*What this task involves*
Find "Spot the curtain" in the material below, then copy that line and every subsequent line to the end, exactly.

[BEGIN]

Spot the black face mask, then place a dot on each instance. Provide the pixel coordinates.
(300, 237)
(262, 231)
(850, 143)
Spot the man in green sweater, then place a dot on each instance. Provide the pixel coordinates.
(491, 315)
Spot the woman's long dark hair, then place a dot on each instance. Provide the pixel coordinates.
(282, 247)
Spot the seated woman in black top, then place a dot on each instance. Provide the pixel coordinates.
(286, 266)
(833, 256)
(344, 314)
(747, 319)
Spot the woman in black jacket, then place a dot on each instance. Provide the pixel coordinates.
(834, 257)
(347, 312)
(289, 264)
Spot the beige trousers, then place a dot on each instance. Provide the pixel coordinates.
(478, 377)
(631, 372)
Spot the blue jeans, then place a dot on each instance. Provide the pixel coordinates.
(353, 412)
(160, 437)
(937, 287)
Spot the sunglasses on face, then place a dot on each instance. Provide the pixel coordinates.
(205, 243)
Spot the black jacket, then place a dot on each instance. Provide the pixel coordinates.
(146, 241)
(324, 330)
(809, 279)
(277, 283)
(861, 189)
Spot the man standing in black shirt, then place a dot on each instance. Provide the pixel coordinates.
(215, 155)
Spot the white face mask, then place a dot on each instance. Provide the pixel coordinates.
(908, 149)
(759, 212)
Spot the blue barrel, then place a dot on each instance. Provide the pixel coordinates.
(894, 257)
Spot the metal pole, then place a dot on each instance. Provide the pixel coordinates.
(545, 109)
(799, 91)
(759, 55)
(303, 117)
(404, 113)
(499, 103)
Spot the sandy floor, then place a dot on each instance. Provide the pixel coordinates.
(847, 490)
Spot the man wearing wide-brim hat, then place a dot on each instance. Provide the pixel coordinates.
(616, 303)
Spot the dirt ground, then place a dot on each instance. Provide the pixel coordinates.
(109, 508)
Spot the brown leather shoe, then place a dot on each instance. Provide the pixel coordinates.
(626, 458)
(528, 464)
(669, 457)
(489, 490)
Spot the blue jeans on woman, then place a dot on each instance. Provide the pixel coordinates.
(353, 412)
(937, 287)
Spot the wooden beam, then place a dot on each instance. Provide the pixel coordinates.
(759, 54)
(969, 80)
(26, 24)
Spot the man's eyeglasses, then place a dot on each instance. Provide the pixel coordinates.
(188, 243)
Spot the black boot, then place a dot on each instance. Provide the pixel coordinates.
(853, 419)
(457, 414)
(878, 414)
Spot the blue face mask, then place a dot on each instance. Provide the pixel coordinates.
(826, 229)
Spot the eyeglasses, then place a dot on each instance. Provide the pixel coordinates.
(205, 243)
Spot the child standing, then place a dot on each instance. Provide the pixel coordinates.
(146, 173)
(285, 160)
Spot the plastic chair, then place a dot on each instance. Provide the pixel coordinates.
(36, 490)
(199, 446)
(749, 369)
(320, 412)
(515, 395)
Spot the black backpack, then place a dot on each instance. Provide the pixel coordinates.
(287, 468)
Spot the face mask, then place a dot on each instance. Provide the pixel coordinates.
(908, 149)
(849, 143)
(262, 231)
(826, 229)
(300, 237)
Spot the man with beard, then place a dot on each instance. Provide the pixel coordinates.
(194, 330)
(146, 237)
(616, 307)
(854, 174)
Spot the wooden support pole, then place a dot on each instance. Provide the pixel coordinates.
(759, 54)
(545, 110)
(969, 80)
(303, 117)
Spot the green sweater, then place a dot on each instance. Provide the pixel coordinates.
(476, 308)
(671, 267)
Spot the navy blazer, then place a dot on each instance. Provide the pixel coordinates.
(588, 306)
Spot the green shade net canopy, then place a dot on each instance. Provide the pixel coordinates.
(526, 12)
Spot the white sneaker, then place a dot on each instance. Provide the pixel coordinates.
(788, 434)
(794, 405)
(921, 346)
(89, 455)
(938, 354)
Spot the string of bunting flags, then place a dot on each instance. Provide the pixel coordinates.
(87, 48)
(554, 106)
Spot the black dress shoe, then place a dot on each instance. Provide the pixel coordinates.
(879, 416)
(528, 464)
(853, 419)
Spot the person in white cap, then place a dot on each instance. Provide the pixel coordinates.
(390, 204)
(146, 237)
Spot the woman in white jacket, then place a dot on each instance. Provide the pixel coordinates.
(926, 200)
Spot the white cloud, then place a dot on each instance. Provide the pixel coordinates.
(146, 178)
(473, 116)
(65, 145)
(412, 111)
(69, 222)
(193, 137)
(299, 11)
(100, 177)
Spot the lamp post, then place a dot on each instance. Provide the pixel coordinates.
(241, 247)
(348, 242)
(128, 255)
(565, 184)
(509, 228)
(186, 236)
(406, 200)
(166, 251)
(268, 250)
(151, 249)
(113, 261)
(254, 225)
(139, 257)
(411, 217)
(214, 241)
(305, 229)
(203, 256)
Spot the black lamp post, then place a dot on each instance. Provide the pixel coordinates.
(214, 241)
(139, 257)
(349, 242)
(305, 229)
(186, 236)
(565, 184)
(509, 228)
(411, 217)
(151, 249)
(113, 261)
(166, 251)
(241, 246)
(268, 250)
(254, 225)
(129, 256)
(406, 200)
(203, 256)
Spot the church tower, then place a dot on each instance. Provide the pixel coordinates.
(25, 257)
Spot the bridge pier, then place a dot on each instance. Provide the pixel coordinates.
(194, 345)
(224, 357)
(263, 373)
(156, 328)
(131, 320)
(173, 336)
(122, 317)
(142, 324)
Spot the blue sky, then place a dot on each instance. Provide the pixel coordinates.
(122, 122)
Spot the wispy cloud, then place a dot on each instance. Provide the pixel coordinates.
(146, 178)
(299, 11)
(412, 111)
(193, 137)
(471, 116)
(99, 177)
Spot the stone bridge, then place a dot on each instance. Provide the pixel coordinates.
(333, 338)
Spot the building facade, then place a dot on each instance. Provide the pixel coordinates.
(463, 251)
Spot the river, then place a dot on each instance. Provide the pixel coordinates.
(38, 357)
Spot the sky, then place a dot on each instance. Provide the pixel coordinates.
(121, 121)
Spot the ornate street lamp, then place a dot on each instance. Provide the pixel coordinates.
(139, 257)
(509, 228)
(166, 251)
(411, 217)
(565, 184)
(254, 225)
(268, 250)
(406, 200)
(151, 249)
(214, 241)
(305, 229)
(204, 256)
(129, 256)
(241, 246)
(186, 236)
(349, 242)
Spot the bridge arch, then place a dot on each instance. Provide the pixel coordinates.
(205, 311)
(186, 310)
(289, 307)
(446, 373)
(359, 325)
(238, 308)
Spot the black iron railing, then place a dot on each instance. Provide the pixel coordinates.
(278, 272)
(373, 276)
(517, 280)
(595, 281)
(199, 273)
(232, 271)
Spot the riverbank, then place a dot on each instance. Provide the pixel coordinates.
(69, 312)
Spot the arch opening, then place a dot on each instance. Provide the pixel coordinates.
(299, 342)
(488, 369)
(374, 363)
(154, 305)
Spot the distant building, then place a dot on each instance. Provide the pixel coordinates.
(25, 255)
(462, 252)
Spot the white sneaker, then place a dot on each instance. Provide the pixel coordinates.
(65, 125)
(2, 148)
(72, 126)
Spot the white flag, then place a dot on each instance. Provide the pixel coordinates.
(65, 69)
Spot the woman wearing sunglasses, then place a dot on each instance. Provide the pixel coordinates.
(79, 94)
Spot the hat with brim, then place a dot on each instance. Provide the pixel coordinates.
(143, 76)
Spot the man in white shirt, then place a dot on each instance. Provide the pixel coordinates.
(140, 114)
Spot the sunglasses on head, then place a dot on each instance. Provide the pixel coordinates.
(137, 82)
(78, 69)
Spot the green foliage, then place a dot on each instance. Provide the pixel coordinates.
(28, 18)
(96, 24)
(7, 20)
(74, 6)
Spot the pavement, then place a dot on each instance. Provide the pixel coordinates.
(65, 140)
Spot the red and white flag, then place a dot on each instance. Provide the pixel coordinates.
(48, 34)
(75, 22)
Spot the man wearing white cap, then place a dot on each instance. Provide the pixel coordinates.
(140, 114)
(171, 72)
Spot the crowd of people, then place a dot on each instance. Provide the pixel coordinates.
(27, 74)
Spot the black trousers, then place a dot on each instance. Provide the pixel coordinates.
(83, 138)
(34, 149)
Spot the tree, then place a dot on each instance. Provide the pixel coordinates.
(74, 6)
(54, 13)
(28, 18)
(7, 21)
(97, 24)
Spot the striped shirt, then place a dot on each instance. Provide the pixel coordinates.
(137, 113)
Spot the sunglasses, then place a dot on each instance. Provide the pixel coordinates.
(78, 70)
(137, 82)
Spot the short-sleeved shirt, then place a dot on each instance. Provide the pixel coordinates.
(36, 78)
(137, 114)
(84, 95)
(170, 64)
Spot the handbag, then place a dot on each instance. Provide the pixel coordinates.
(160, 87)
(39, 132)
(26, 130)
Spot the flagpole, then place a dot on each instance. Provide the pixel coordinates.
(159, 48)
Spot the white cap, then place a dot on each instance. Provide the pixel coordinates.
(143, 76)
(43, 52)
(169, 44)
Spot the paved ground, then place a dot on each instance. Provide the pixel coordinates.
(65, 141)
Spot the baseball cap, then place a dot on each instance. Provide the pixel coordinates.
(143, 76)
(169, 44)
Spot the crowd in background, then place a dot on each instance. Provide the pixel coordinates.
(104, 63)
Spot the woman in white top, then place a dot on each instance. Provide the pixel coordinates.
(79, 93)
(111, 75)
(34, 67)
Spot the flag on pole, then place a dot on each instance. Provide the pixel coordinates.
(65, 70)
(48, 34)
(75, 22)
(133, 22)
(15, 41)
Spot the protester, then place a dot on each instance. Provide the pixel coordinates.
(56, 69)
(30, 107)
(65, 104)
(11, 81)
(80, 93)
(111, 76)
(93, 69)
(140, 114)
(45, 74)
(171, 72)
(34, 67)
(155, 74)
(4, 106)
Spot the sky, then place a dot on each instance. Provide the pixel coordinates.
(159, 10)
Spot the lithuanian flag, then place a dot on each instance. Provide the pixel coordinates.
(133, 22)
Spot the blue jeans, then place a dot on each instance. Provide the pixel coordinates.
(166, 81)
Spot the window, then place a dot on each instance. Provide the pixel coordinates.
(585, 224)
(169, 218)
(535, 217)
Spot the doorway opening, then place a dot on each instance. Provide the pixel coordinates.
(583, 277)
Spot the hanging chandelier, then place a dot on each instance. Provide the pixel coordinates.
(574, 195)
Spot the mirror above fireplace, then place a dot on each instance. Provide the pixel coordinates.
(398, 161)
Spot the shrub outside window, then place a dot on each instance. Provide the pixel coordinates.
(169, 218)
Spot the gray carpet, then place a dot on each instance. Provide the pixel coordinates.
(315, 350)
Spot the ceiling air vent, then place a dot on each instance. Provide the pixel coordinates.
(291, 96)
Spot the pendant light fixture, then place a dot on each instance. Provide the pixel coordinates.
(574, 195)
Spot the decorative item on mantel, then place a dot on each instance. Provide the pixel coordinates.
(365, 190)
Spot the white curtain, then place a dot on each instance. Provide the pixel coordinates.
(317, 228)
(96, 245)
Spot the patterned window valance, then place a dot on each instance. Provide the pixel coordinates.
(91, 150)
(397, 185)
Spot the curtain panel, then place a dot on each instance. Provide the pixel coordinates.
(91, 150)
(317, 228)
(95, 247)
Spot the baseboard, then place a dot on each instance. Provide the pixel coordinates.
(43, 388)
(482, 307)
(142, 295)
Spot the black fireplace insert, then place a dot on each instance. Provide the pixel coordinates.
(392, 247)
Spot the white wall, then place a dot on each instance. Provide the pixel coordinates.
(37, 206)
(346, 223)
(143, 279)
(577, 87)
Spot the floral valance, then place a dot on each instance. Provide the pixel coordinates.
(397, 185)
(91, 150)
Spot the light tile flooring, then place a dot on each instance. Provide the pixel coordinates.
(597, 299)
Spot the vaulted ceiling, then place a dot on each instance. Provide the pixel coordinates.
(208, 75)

[END]

*Answer to this problem*
Spot the curtain panel, then place a dot on each instance. Provide the pixel coordinates.
(91, 150)
(317, 228)
(95, 247)
Spot the baseboard, then place a dot on each instance. Provide the pixel coordinates.
(43, 388)
(482, 307)
(142, 295)
Spot the black fireplace insert, then place a dot on each instance. Provide the pixel coordinates.
(392, 247)
Spot the white wall, then place a dot on each instance. Provide the pixel coordinates.
(37, 206)
(346, 223)
(143, 279)
(577, 87)
Spot the floral valance, then place a dot on each instance. Provide the pixel coordinates.
(397, 185)
(91, 150)
Spot the light tile flooring, then place a dot on each instance. Provide the pixel coordinates.
(597, 299)
Spot the vaulted ceiling, then place a dot on each instance. Provide the pixel coordinates.
(208, 75)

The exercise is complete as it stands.